* **Texto de referencia**:
============================================================

Juan Pablo II durante la procesión del Corpus Christi

En la encíclica Dives in misericordia, Juan Pablo II toma de nuevo con fuerza este icono para indicar el recorrido que Dios hace al salir al encuentro de cada uno de nosotros, sin cansarse nunca. Este documento es un fragmento más para entrar en el conjunto de sus enseñanzas y percibir una tesela importante del mosaico que expresa el amor de Dios. Es provocación que empuja al hombre a hallarse a sí mismo, después de que se ha perdido, para reconstruir vínculos y relaciones que cumplen con la justicia pero la superan para acceder a la cumbre del amor con el perdón. La misericordia, efectivamente, revela el verdadero rostro de Dios, pero obliga al hombre a vivir igualmente, sabiendo que precisamente sobre esto será juzgado.
En un periodo como el nuestro que parece caracterizado a menudo por gestos de odio y falta de perdón, no puede pasar en silencio el testimonio personal de Juan Pablo II. Nadie ha olvidado las imágenes dramáticas de aquel 13 de mayo de 1981: la pistola apuntada de un joven turco mientras el Papa pasa sonriente saludando a la muchedumbre que en la Plaza de San Pedro quería oír su catequesis del miércoles. El disparo fue intenso, ensordecedor y con voluntad de matar, pero no impidió oír la palabra de perdón que devolvía a la vida a Juan Pablo II. En la lucha entre el odio de la muerte y el amor de la vida, esta salió airosa y fue el triunfo de la fe cristiana que sabe perdonar. Las primeras palabras que el Papa pronunció apenas fue capaz de hablar fueron: «Perdono de corazón». Palabras seguidas por hechos: la visita a la cárcel de Regina Coeli con el abrazo de Juan Pablo II a Alí Agca, señal elocuente de lo verdadera y concreta que era la misericordia. No es una casualidad que escribiera la encíclica después de estos hechos; es el testimonio más coherente de cómo vivió Juan Pablo II esos momentos.

============================================================

* **Datos proporcionados**:
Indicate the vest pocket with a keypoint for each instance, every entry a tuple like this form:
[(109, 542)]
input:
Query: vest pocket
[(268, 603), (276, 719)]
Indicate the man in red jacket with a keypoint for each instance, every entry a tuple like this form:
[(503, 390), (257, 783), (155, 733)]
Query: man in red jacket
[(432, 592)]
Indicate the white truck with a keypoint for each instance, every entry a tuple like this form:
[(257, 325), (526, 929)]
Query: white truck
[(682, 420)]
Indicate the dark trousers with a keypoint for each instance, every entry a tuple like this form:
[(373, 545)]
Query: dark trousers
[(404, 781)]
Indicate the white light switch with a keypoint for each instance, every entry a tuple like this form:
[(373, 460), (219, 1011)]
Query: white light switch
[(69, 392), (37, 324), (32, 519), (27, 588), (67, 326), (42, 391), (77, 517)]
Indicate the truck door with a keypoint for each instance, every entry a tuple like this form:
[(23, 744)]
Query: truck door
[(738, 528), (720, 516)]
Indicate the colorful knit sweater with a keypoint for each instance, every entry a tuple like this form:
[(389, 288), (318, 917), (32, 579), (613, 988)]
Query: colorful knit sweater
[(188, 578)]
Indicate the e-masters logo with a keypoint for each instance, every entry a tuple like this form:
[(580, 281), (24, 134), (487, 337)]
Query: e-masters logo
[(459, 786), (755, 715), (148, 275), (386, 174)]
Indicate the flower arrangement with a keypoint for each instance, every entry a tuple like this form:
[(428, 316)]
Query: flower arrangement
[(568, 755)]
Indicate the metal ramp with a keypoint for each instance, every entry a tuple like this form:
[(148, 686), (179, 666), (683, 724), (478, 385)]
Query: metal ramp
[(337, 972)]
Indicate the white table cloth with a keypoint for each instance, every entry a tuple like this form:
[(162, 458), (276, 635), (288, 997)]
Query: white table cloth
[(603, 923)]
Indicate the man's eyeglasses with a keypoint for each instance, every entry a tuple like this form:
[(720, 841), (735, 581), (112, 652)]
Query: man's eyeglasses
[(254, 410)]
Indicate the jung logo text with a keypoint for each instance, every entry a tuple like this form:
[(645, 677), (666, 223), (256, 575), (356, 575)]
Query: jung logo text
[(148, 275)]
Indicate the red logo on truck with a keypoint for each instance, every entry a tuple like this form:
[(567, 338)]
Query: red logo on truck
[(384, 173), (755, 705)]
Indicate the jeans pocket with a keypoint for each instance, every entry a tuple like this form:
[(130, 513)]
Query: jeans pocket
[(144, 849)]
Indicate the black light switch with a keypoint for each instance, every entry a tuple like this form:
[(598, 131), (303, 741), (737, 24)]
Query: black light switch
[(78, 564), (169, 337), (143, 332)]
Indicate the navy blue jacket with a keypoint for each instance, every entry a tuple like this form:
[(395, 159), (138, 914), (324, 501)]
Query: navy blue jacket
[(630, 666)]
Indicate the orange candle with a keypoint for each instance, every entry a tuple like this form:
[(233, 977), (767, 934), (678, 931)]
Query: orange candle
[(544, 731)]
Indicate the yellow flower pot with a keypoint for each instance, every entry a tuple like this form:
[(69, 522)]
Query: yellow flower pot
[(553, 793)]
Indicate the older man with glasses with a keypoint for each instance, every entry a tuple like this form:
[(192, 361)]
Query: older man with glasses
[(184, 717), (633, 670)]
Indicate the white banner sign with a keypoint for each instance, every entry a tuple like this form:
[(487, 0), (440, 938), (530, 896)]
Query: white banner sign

============================================================

* **Ejercicios propuestos**:
a) Transcribe del texto sobre Juan Pablo II y la misericordia todo lo que va desde "En la encíclica" hasta "esto será juzgado.".
b) Prosigue el texto sobre Juan Pablo II y la misericordia a partir de su última oración.

* **Respuestas por ejercicio**:
a)
En la encíclica Dives in misericordia, Juan Pablo II toma de nuevo con fuerza este icono para indicar el recorrido que Dios hace al salir al encuentro de cada uno de nosotros, sin cansarse nunca. Este documento es un fragmento más para entrar en el conjunto de sus enseñanzas y percibir una tesela importante del mosaico que expresa el amor de Dios. Es provocación que empuja al hombre a hallarse a sí mismo, después de que se ha perdido, para reconstruir vínculos y relaciones que cumplen con la justicia pero la superan para acceder a la cumbre del amor con el perdón. La misericordia, efectivamente, revela el verdadero rostro de Dios, pero obliga al hombre a vivir igualmente, sabiendo que precisamente sobre esto será juzgado.

b)
Es paradójico que en Redemptor hominis el Papa hablara del “derecho” que tiene el creyente ante Dios de ser perdonado: «Es el derecho a un encuentro del hombre más personal con Cristo crucificado que perdona, con Cristo que dice, por medio del ministro del sacramento de la Reconciliación: “tus pecados te son perdonados”; “vete y no peques más”. Como es evidente, éste es al mismo tiempo el derecho de Cristo mismo hacia cada hombre redimido por Él. Es el derecho a encontrarse con cada uno de nosotros en aquel momento-clave de la vida del alma, que es el momento de la conversión y del perdón» (Rh, n. 20). Y, sin embargo, el “derecho” del creyente no contradice la gratuidad de la oferta ni el derecho de Cristo limita la libertad personal, todo lo contrario. Precisamente porque se realiza a la luz del amor, el perdón se convierte en verdadera señal de la vida nueva que se nos ofrece y de la que somos responsables. Porque se ha ofrecido a sí mismo por amor. Cristo tiente el “derecho” de no ser excluido de nuestra vida. Crecer en el amor, pues, para comprender plenamente qué significa el sentido del perdón y la vida de la comunidad que está hecha de comunión.